* Texte fourni:

Faut-il se passer de fromage au lait cru ?

Prisés pour leur saveur singulière, bannis dans d’autres pays, les fromages au lait cru refont régulièrement parler d’eux lors d’intoxications alimentaires. Entre inquiétudes sanitaires et intérêt gastronomique, c’est l’action de milliers de bactéries, « bonnes » ou « mauvaises », qui illustre sa complexité.

« La richesse de goût et la typicité que l’on associe aux fromages au lait cru résulte à la fois de la richesse en bactéries et du caractère natif du lait », aucun constituant n’étant dénaturé, explique à l’AFP Yves Le Loir, directeur d’unité sur la science et la technologie du lait et de l’oeuf à l’Inrae. Un lait « cru » n’a en effet pas subi de traitement thermique majeur, comme la stérilisation ou la pasteurisation. Ces procédés tuent les micro-organismes présents après la traite.  L’objectif est d’éviter, entre autres, des dangers liés à des pathogènes pouvant être transmis par les animaux, à partir de leur tube digestif, ou par du matériel (traite, stockage, transport).

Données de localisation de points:

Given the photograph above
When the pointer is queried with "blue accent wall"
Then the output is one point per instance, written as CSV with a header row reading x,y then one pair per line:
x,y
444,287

* Tâche assignée A:
Répondez aux questions suivantes d'après le texte sur les fromages au lait cru :
(i) Lors de quels événements ces fromages refont-ils régulièrement parler d'eux ?
(ii) Dans quel institut Yves Le Loir est-il directeur d'unité ?
(iii) Quels traitements thermiques majeurs un lait « cru » n'a-t-il pas subis ?
* Tâche assignée B: Dans le texte sur les fromages au lait cru, quelles sont les opérations pour lesquelles le matériel peut transmettre des pathogènes, selon la parenthèse ?
* Tâche assignée C: Poursuivez le texte sur les fromages au lait cru après sa dernière phrase.

* Réponse A:
(i) Lors d'intoxications alimentaires.
(ii) À l'Inrae.
(iii) La stérilisation ou la pasteurisation.

* Réponse B: La traite, le stockage et le transport.

* Réponse C:
Mais « les +bonnes+ bactéries (lactiques, parfois propioniques) sont absolument nécessaires à la fermentation au cœur de la transformation en fromage », source d’acidification et de formation du caillé, selon l’expert de l’Institut national de recherche pour l’agriculture, l’alimentation et l’environnement (Inrae). Ce qui oblige à réintroduire des levains extérieurs dans le lait pasteurisé pour permettre sa transformation. Et certains éléments du lait (vitamines, protéines…) se retrouvent de toute façon dénaturés. Car, si quelques heures suffisent pour transformer le lait en fromage, ce sont parfois plusieurs semaines de travail des bactéries et levures qui font émerger le goût, la texture ou la croûte du fromage au lait cru.

Pas d’augmentation des contaminations

Mais à leurs côtés, de « mauvaises » bactéries, notamment des salmonelles, E. coli, listérias, peuvent contaminer des fromages au lait cru.  Souvent en cause: une défaillance dans la fabrication (fermentation trop lente, rupture de la chaîne du froid…) ou des contaminations postérieures (manipulateurs porteurs de pathogènes, matériels mal entretenus…).

Dans la dernière décennie, 34%, 37% et 60% des épidémies de salmonellose, de listériose et d’infections à E. coli entérohémorragiques étaient liés à la consommation de fromages au lait cru, selon l’Agence nationale de la sécurité sanitaire (Anses). « On ne peut pas dire qu’il y ait d’augmentation, mais il y a régulièrement des épidémies d’origine alimentaire ayant pour origine les fromages au lait cru », déclare à l’AFP Laurent Guillier, coordinateur d’une expertise sur ces fromages à l’Anses.

Les symptômes peuvent parfois s’apparenter à ceux d’une gastroentérite, mais d’autres peuvent être bien plus graves, comme des insuffisances rénales, voire mortels. Pour les jeunes enfants (moins de 5 ans), les femmes enceintes, les immunodéprimés, les plus de 65 ans, les autorités sanitaires françaises recommandent toujours d’éviter les fromages au lait cru.

« Ne tuons pas les microbes »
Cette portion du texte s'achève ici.